● **Task goal**
Please transcribe, exactly and only, the lines of the records below from the one holding "Target: snow on roof" to the very end.
= = = = =
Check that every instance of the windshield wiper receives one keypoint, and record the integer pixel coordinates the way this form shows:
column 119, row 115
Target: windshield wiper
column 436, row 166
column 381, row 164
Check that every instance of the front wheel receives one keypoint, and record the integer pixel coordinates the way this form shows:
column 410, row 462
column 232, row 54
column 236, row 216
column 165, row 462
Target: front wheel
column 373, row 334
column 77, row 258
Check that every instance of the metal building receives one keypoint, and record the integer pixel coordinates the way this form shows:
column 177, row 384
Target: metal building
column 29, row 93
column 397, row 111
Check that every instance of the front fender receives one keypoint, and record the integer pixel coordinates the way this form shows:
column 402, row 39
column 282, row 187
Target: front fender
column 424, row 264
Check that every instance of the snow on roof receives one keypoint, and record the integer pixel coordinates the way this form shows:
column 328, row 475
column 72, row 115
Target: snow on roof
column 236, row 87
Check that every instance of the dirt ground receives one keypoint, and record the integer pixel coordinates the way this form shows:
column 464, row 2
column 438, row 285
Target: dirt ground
= = = = =
● **Result for this task**
Target: snow on roof
column 236, row 87
Check that every instance of the dirt ground receives one keypoint, and record the integer pixel coordinates the way this form shows:
column 464, row 2
column 438, row 285
Target: dirt ground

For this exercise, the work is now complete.